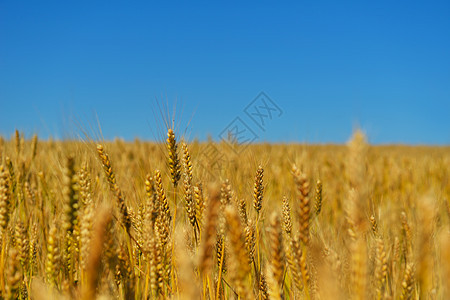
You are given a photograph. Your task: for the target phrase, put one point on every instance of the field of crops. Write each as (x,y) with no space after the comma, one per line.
(175,220)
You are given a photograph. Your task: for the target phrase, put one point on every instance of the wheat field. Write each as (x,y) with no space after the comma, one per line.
(142,220)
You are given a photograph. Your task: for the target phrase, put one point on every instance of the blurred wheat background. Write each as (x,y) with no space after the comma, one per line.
(142,220)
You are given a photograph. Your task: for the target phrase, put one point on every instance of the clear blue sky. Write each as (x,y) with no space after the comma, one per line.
(330,66)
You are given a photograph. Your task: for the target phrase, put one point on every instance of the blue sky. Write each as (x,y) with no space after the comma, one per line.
(330,66)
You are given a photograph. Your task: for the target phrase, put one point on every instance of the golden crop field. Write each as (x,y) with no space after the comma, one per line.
(169,220)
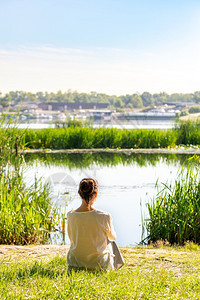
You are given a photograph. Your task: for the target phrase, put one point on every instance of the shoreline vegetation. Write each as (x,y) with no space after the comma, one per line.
(184,133)
(26,213)
(174,213)
(27,217)
(154,272)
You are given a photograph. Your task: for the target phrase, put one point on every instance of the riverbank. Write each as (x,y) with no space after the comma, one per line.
(177,150)
(39,272)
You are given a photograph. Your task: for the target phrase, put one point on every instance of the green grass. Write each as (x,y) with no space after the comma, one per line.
(149,273)
(174,214)
(26,213)
(185,132)
(86,138)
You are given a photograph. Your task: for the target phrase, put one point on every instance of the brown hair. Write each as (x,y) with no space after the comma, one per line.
(88,187)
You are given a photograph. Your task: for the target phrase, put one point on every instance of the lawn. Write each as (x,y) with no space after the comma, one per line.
(40,272)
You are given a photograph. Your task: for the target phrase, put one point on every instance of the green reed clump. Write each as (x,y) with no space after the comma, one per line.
(174,214)
(26,213)
(188,132)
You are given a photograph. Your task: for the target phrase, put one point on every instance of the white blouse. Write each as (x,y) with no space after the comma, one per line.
(89,233)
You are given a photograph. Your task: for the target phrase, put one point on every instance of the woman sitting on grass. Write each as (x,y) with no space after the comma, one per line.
(90,232)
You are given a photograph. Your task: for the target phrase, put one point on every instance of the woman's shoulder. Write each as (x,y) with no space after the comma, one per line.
(102,213)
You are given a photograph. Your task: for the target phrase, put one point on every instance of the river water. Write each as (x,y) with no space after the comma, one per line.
(126,183)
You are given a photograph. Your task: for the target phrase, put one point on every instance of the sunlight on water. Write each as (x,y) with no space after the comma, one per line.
(123,189)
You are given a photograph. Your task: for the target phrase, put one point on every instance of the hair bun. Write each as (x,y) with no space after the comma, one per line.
(87,186)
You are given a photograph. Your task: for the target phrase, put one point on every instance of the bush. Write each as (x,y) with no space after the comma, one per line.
(194,109)
(174,214)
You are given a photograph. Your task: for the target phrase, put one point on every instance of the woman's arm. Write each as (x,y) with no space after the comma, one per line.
(111,234)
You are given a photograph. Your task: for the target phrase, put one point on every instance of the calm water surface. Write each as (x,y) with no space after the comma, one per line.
(126,183)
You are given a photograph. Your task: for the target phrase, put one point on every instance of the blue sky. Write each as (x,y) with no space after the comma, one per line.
(111,46)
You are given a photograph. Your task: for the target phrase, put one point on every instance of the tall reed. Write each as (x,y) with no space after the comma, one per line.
(174,214)
(87,138)
(188,132)
(26,213)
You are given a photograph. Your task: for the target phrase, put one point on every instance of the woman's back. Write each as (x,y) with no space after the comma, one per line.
(89,232)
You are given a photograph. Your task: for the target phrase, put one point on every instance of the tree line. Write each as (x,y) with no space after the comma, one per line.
(124,101)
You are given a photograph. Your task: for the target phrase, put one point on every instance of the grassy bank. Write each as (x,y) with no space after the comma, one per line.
(26,213)
(149,273)
(86,138)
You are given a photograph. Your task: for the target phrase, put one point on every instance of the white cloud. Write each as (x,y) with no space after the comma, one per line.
(112,71)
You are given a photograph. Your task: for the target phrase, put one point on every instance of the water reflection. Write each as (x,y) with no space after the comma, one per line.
(126,182)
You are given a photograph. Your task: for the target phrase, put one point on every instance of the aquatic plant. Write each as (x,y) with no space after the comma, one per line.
(26,213)
(174,214)
(188,132)
(87,138)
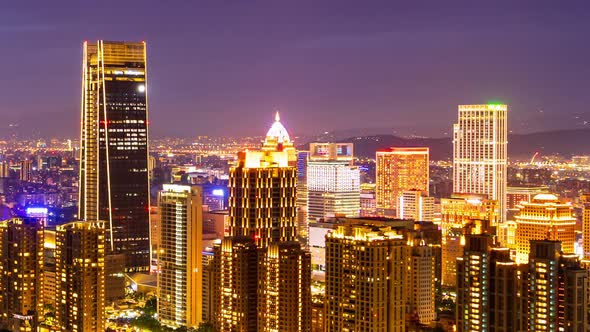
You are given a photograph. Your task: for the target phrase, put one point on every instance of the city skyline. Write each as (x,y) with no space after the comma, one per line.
(315,63)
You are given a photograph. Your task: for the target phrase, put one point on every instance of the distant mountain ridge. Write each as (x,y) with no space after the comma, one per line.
(520,146)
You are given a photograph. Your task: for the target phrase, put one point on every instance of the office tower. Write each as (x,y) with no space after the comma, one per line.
(332,181)
(49,275)
(284,298)
(277,139)
(302,197)
(507,293)
(399,169)
(180,275)
(416,205)
(208,283)
(556,288)
(21,274)
(236,285)
(114,184)
(368,200)
(480,152)
(26,167)
(420,286)
(491,288)
(4,169)
(458,212)
(262,197)
(261,263)
(473,284)
(80,285)
(544,218)
(585,199)
(365,272)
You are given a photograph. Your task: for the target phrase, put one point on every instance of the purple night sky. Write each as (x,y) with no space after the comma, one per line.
(221,68)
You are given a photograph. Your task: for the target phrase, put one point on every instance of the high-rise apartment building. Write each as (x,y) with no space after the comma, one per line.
(365,278)
(398,170)
(544,218)
(302,198)
(333,186)
(459,212)
(420,285)
(180,273)
(21,274)
(80,272)
(262,274)
(114,184)
(480,152)
(415,205)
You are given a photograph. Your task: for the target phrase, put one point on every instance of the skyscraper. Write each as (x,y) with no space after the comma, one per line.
(80,284)
(544,218)
(21,273)
(557,288)
(480,152)
(365,278)
(113,180)
(416,205)
(333,183)
(458,212)
(180,273)
(399,169)
(262,275)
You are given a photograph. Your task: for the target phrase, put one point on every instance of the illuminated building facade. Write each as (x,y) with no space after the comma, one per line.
(557,287)
(544,217)
(180,273)
(333,186)
(368,200)
(458,212)
(365,276)
(480,152)
(416,205)
(284,297)
(80,269)
(21,274)
(302,197)
(421,282)
(399,169)
(235,285)
(114,183)
(586,225)
(262,275)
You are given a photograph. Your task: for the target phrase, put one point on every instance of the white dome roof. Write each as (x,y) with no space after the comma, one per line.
(278,131)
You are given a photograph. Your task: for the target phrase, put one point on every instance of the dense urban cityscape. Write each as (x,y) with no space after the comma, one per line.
(115,230)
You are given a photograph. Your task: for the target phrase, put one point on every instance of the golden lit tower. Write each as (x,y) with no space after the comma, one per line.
(398,170)
(80,285)
(365,279)
(557,288)
(180,275)
(21,273)
(333,183)
(113,180)
(544,218)
(480,152)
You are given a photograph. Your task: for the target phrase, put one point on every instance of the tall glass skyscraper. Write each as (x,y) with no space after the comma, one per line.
(480,152)
(114,184)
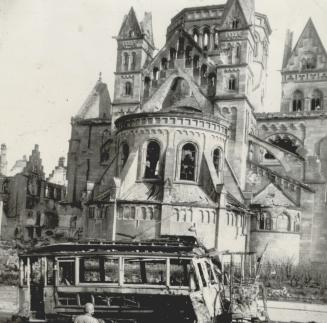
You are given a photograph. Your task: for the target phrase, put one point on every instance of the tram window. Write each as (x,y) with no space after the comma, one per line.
(179,272)
(67,299)
(50,276)
(90,270)
(111,272)
(204,282)
(67,272)
(36,271)
(85,298)
(211,274)
(144,271)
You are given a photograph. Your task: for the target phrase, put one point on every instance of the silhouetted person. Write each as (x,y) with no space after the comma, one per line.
(87,316)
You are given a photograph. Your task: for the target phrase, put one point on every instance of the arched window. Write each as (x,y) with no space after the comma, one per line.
(164,63)
(133,64)
(180,50)
(172,57)
(206,39)
(147,81)
(232,83)
(152,159)
(204,69)
(216,158)
(265,221)
(124,153)
(128,88)
(212,84)
(238,53)
(297,223)
(188,162)
(195,35)
(235,23)
(155,76)
(188,57)
(196,60)
(283,222)
(216,40)
(297,103)
(126,61)
(316,100)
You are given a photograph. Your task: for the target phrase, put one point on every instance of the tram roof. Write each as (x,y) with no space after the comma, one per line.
(179,246)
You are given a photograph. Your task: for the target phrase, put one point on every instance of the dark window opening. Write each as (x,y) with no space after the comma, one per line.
(216,40)
(297,103)
(147,81)
(195,36)
(172,57)
(133,64)
(188,156)
(265,222)
(124,154)
(316,101)
(126,61)
(144,271)
(188,57)
(128,88)
(232,83)
(152,159)
(180,51)
(216,160)
(206,40)
(179,272)
(204,69)
(235,23)
(67,273)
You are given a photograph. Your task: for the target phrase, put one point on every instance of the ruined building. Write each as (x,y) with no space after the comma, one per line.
(182,149)
(28,202)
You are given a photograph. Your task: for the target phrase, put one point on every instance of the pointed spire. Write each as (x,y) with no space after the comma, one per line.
(130,27)
(309,48)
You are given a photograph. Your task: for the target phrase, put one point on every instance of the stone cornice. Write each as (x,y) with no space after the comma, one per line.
(173,119)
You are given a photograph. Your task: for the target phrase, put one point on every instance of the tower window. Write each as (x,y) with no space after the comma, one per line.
(188,160)
(216,158)
(265,221)
(124,153)
(316,101)
(164,64)
(152,159)
(128,88)
(235,23)
(283,222)
(216,40)
(188,57)
(147,81)
(195,36)
(133,64)
(206,42)
(297,103)
(238,52)
(232,83)
(126,62)
(204,74)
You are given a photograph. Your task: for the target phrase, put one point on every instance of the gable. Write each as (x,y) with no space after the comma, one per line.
(309,51)
(272,196)
(130,26)
(234,10)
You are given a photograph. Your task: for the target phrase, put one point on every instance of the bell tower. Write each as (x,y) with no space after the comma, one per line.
(135,49)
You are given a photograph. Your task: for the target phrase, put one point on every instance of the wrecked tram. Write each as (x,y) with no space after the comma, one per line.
(166,280)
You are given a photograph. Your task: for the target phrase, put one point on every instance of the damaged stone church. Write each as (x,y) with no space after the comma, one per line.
(184,148)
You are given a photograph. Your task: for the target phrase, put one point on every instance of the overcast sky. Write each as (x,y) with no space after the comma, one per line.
(52,51)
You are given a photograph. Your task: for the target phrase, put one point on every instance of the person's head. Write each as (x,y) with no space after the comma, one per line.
(89,308)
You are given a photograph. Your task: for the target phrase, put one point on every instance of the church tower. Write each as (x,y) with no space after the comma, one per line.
(304,73)
(135,49)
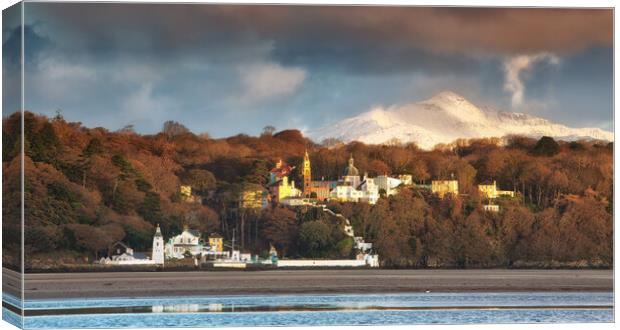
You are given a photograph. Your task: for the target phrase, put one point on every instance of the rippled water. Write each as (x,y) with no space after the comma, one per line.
(350,309)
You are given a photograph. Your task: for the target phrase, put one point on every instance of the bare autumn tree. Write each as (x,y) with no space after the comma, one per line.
(279,227)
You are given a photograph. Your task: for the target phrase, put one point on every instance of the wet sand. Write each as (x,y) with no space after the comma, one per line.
(145,284)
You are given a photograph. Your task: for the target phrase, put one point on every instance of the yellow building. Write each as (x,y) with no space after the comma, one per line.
(490,191)
(283,189)
(217,242)
(253,199)
(443,187)
(307,176)
(186,191)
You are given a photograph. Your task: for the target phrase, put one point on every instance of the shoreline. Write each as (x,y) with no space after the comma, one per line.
(272,282)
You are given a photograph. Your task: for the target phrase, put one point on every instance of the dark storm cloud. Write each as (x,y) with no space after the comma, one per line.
(111,64)
(364,39)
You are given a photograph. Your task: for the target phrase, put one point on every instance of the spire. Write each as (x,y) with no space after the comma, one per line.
(158,231)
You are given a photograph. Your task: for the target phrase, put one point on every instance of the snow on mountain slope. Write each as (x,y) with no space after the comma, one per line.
(444,118)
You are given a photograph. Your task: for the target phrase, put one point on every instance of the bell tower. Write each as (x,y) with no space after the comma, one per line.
(158,247)
(307,188)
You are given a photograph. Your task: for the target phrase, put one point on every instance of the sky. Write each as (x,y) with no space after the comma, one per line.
(225,69)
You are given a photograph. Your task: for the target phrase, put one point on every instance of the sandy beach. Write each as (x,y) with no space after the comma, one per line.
(144,284)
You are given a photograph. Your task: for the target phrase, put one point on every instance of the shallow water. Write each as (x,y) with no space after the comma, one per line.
(290,310)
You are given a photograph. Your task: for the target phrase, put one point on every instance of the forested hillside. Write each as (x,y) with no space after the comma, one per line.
(86,188)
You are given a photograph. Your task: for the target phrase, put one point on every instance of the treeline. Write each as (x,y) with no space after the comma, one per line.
(86,188)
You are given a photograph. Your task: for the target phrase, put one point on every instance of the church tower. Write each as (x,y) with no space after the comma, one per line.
(158,247)
(307,188)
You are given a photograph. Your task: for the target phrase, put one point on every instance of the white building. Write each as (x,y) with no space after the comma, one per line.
(186,242)
(388,184)
(158,247)
(351,176)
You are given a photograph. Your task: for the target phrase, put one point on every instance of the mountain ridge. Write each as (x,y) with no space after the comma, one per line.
(443,118)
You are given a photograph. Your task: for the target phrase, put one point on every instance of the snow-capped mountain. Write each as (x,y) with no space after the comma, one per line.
(444,118)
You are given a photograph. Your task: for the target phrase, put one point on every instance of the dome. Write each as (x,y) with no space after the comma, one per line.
(351,170)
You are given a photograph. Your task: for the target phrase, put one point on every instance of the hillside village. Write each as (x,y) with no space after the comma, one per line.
(114,198)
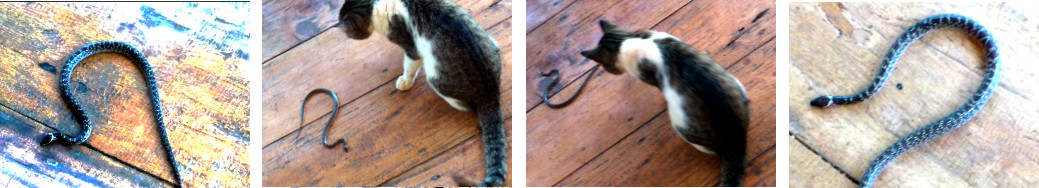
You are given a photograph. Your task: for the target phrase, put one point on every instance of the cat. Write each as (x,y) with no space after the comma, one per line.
(708,106)
(461,61)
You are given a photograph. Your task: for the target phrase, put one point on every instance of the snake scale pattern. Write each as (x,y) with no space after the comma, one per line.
(939,127)
(77,109)
(335,112)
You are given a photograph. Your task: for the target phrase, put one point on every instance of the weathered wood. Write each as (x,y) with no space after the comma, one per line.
(540,10)
(391,133)
(808,169)
(197,60)
(553,152)
(24,163)
(654,155)
(463,161)
(348,66)
(290,23)
(938,74)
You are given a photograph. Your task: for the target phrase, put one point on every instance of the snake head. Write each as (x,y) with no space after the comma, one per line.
(823,102)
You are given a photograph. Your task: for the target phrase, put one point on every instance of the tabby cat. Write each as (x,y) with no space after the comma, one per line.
(461,61)
(708,106)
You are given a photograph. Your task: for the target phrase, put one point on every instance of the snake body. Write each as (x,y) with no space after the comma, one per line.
(555,80)
(939,127)
(335,112)
(77,109)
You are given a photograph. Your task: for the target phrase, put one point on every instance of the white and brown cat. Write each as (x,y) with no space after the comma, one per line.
(461,61)
(708,106)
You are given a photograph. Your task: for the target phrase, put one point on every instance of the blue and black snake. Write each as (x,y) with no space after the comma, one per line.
(944,125)
(77,109)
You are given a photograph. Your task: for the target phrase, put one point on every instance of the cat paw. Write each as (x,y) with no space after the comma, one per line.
(403,83)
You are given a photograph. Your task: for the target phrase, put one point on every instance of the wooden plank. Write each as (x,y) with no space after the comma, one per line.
(378,153)
(331,59)
(556,45)
(549,160)
(540,10)
(24,163)
(938,74)
(808,169)
(290,23)
(287,23)
(462,161)
(653,152)
(417,125)
(197,61)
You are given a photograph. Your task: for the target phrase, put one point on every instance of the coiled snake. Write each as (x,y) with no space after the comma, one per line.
(944,125)
(77,108)
(335,112)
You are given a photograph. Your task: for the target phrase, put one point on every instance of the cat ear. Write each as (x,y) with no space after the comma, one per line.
(605,24)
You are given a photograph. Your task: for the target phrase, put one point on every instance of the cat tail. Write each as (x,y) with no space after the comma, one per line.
(493,128)
(731,168)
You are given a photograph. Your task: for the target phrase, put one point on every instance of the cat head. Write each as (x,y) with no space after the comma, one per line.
(355,19)
(608,50)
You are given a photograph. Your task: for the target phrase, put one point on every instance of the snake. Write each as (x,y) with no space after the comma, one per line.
(77,109)
(941,126)
(335,112)
(555,81)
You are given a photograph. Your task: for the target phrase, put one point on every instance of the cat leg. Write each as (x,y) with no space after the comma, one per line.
(457,104)
(406,79)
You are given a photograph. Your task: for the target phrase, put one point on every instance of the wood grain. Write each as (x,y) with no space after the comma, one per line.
(289,23)
(938,74)
(347,66)
(810,170)
(24,163)
(554,153)
(396,137)
(654,155)
(540,10)
(556,45)
(197,63)
(459,161)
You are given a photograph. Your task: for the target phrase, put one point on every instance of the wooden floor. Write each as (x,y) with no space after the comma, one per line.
(198,61)
(396,137)
(835,49)
(574,145)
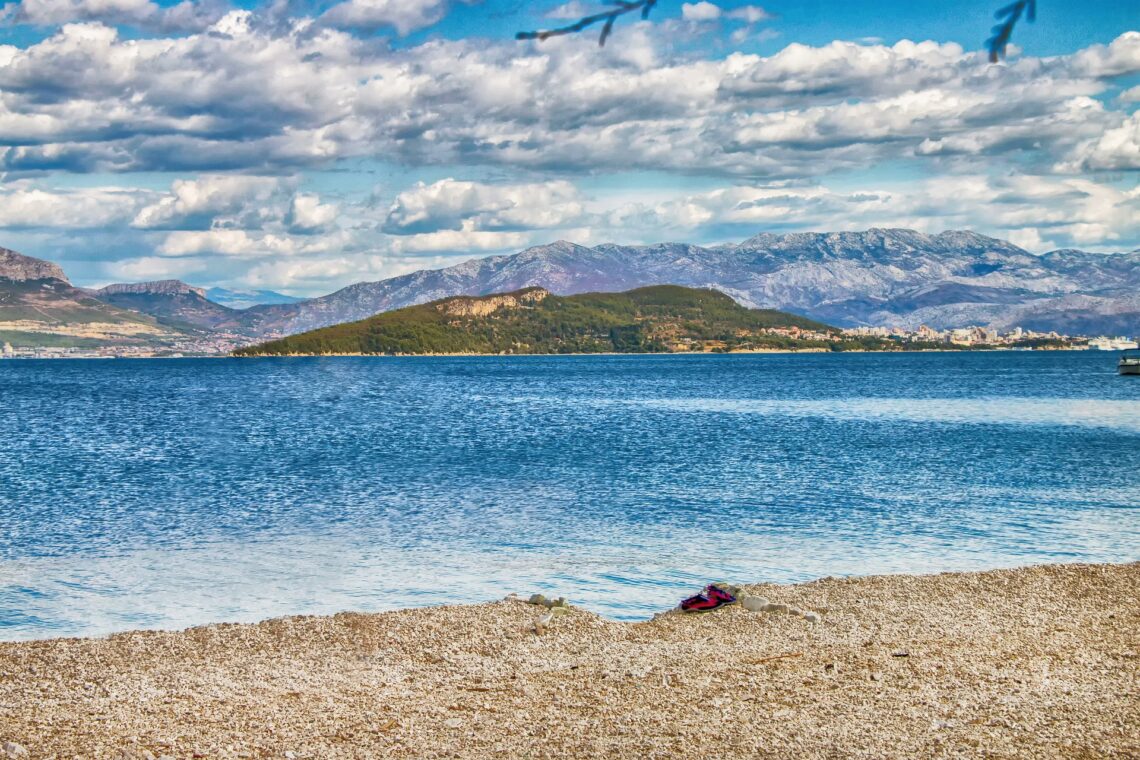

■ **CHALLENGE**
Return every line of the listing that contains the word "tall".

■ **CORRECT OUTPUT**
You are given a photograph. Your task: for the target phrase, put one point on every instance of the tall reed. Write each as (x,y) with no space after the comma, one per line.
You are given a photograph. Your task: for the target phrase, put one point on every instance of the tall glass skyscraper. Write each as (x,y) with no space after the comma, one per line.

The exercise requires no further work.